Enregistrements issus d'un jeu de données:
====
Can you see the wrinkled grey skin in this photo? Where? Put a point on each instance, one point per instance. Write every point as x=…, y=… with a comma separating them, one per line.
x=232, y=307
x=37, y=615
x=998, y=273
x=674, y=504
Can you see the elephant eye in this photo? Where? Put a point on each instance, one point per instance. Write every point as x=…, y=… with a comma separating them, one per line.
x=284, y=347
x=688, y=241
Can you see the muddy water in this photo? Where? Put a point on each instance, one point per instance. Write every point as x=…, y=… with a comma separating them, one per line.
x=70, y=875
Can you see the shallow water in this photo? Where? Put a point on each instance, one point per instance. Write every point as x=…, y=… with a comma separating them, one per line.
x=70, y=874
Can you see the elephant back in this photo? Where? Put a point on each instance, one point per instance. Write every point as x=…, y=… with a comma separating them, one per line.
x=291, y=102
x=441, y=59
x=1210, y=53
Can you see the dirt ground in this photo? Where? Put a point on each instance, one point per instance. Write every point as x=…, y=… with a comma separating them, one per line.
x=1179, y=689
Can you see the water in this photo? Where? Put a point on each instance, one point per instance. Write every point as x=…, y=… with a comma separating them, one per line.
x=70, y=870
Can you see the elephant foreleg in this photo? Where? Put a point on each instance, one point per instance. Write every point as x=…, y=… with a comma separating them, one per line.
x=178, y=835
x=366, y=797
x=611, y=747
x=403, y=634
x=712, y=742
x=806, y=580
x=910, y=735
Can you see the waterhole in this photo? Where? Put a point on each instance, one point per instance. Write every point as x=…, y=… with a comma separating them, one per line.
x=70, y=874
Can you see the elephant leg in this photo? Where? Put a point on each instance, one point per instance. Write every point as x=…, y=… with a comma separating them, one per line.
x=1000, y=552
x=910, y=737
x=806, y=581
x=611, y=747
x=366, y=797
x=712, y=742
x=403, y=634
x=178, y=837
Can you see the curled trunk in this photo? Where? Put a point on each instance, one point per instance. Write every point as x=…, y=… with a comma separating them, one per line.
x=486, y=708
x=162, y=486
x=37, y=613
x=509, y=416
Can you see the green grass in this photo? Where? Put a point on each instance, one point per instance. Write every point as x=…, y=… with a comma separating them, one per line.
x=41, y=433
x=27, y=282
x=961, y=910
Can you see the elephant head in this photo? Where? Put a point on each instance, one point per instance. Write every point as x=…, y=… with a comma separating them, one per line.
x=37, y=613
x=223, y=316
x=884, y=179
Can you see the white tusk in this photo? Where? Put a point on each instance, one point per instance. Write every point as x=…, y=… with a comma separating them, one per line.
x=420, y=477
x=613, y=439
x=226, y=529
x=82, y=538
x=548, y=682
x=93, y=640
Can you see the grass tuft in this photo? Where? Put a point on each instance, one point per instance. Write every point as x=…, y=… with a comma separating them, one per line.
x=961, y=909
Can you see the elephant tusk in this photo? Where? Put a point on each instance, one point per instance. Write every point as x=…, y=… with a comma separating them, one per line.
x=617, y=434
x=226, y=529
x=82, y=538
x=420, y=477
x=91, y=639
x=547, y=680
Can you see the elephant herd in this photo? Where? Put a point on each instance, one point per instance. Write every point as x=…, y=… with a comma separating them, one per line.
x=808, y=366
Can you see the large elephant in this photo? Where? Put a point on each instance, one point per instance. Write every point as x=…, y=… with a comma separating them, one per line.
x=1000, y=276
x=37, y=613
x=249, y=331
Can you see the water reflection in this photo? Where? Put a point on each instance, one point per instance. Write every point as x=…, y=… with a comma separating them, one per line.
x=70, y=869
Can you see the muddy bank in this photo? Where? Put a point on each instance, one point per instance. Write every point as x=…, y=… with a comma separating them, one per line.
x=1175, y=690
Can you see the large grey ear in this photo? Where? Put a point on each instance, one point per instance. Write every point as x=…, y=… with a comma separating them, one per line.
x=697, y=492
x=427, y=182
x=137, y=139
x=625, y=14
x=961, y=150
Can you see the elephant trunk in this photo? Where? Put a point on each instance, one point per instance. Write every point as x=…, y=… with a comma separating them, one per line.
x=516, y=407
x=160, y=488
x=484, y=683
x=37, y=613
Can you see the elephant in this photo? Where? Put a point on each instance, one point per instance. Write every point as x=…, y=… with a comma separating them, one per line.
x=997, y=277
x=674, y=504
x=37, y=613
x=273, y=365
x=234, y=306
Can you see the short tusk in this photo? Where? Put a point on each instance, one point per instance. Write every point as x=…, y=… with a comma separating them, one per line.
====
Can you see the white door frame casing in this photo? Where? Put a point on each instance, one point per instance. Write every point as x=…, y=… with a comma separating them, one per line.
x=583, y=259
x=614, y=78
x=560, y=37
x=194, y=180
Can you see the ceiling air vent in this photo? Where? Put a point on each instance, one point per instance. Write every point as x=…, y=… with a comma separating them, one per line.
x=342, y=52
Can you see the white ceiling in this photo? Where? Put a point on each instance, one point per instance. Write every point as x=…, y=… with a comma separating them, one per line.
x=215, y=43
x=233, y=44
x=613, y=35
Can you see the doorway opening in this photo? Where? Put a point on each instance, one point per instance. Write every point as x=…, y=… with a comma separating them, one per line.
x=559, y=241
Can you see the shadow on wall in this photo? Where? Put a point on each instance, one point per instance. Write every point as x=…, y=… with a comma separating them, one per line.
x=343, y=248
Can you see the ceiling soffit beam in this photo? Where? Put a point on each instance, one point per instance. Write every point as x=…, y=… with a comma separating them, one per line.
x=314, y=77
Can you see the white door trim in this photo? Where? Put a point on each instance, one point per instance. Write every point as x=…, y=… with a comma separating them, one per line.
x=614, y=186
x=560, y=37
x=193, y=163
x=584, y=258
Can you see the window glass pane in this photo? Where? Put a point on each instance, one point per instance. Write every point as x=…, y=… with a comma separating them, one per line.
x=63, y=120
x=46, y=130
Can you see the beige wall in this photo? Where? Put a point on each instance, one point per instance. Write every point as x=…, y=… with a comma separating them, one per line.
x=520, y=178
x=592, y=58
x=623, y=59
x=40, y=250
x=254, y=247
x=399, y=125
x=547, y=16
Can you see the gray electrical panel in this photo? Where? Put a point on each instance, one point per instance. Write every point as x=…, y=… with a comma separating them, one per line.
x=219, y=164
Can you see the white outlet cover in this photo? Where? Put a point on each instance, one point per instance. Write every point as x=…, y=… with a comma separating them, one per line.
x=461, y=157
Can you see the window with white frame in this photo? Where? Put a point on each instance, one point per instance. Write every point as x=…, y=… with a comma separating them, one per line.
====
Recopiez intégralement, et uniquement, les lignes allant de celle qui contient « Can you see the elephant in » jusqu'à celle qui contient « Can you see the short », ces deux lignes comprises. Mettez à l'échelle chaque coordonnée x et y en la multipliant par 0,3, puis arrondissez à l'entier, les demis vers le haut.

▸ CORRIGÉ:
Can you see the elephant in this photo? Where? Put a point on each instance, one point per instance. Write every point as x=…, y=… with a comma separating them, one per line.
x=299, y=83
x=202, y=151
x=11, y=184
x=82, y=110
x=70, y=92
Can you see the short tusk in this photo? Where? Put a point on each instance, one point per instance. Write every point as x=…, y=… with a comma separating them, one per line.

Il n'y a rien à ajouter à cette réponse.